Records for this task
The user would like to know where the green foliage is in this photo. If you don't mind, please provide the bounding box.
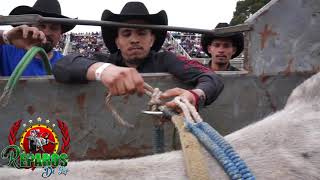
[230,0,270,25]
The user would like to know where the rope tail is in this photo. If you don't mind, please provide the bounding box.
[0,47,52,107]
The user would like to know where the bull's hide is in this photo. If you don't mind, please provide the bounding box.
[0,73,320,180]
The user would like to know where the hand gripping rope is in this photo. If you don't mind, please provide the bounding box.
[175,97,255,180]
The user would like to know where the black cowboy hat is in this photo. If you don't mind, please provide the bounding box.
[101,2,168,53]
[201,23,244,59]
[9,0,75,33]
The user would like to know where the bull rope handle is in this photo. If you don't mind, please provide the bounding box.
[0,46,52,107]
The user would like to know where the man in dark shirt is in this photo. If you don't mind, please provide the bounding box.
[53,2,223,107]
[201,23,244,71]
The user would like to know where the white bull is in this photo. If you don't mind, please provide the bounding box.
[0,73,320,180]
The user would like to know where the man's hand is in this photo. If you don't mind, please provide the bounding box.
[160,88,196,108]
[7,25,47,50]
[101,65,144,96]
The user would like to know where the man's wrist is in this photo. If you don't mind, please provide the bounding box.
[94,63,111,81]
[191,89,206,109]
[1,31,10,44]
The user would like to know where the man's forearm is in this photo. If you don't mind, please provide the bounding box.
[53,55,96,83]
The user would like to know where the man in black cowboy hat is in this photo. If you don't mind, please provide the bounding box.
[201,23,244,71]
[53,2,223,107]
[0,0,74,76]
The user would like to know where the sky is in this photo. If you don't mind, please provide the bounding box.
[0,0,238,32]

--

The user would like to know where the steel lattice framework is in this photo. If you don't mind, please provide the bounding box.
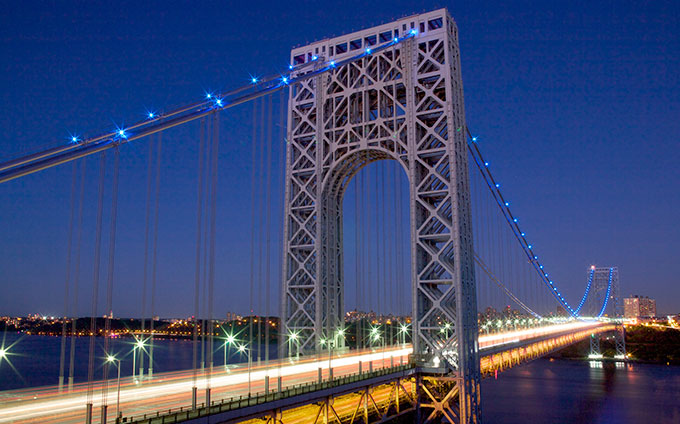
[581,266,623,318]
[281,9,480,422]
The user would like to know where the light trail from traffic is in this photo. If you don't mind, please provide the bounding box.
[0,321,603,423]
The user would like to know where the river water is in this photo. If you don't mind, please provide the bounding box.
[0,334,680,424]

Problem statement
Copy the records from the line with "The user would like to know where the green" to the line with "[0,47,52,107]", both lines included, without changing anything. Leave out the pictures.

Task output
The user would like to know where the green foliage is in this photo. If you don't mind, please provide the bounding box.
[230,0,270,25]
The user would like to know where the rope tail is in this photo. If you don't mind, please provide the bounding box.
[0,47,52,107]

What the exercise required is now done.